Exercise description:
Output, without any change, the listing below from its opening line up to and including the line with "Q: Point out".

══ Record extracts ══

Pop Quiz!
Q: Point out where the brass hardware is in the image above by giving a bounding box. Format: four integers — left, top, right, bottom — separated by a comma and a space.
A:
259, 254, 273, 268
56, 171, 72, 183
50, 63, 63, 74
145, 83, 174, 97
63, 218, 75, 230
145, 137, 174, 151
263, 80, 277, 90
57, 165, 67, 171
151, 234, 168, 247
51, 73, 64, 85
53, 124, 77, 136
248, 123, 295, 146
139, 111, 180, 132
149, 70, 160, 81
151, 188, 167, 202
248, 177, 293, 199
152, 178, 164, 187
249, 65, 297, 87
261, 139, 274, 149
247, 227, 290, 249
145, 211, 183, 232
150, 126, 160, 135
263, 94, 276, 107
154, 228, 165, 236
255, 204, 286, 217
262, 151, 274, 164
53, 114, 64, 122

═══

Output below:
Pop Quiz!
Q: Point out where the brass hardware is in the image above by giving a bounding box. Format: four integers — left, top, right, bottom — separated by a comma and a space.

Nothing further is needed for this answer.